Description of the task: Copy out, exactly and with nothing else, the stretch of lines that starts at the line containing "chrome front wheel." and finishes at the end of the data.

Records drawn from a dataset
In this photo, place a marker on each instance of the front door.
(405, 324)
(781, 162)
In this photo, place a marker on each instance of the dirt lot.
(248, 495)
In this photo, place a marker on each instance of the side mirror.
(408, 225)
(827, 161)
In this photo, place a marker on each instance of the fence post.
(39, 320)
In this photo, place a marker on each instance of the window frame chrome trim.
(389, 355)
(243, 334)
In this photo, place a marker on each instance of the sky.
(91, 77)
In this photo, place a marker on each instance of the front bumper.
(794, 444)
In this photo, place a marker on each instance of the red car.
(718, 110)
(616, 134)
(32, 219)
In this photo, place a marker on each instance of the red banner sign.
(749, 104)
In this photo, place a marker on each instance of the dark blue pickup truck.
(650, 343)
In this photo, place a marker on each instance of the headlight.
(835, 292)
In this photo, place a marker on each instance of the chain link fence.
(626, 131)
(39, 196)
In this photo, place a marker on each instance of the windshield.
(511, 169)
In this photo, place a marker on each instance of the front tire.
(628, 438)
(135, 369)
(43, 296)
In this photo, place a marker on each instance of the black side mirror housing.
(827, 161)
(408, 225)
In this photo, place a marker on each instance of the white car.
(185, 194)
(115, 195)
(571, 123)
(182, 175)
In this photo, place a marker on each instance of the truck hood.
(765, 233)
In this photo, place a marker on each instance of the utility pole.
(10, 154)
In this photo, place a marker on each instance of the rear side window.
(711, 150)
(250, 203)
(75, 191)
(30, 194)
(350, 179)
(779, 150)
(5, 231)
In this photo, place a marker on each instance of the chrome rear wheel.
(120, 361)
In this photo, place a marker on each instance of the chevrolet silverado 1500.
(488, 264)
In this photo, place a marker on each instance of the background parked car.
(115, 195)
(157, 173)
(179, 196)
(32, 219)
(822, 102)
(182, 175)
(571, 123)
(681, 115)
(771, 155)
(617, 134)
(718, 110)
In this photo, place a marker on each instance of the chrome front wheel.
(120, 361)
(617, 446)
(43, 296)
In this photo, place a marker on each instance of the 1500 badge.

Exercise answer:
In this photo, place a marker on each instance of the chrome front wheel.
(120, 361)
(617, 446)
(43, 296)
In this photo, place a marker on each instance of the 1500 badge.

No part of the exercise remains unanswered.